▸ **Information given**:
—————

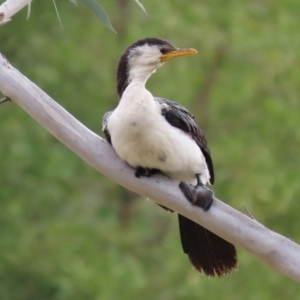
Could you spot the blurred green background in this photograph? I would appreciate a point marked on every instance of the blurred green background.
(67, 232)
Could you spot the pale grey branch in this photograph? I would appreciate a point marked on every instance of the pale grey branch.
(276, 251)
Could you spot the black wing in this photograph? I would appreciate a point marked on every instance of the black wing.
(180, 117)
(104, 126)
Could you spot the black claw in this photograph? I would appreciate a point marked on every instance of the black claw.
(198, 195)
(146, 172)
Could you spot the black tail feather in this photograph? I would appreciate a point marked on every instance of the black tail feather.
(207, 252)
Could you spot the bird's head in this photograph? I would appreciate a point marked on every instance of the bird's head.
(143, 57)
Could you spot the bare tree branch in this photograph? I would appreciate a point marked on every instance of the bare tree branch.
(276, 251)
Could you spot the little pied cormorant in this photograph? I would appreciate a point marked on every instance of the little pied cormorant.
(157, 135)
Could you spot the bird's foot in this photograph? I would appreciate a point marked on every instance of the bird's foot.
(145, 172)
(5, 99)
(198, 195)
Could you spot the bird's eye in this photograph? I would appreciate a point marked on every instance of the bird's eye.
(164, 50)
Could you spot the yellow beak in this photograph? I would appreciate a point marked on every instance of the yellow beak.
(177, 53)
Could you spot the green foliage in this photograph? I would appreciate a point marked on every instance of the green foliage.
(69, 233)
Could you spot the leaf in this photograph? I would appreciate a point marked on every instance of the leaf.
(59, 20)
(141, 6)
(100, 12)
(28, 10)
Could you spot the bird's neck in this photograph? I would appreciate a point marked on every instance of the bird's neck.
(137, 76)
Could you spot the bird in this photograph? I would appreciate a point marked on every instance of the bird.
(156, 135)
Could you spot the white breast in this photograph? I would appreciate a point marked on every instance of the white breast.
(142, 137)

—————

▸ **Aim**: Please rewrite the items from the line with "Could you spot the leaf" through the last line of the items, both ends included. Multiply each coordinate in the answers by 0.35, round to whole numbers with halves going up, keep all other lines unchanged, and give only these lines.

▸ **Task solution**:
Could you spot the leaf in this photograph? I would appreciate a point marked on every instance of the leaf.
(21, 7)
(49, 2)
(35, 4)
(10, 4)
Could you spot the bird's neck in this photograph? I would appreciate a point marked on every instance of the bird's neck.
(48, 27)
Could you spot the bird in this photograph? I would appreciate a point marked on every instance of the bird.
(55, 47)
Could you spot the white breast in this photograph? I would appreciate a point marked on every instance of the white breast.
(50, 48)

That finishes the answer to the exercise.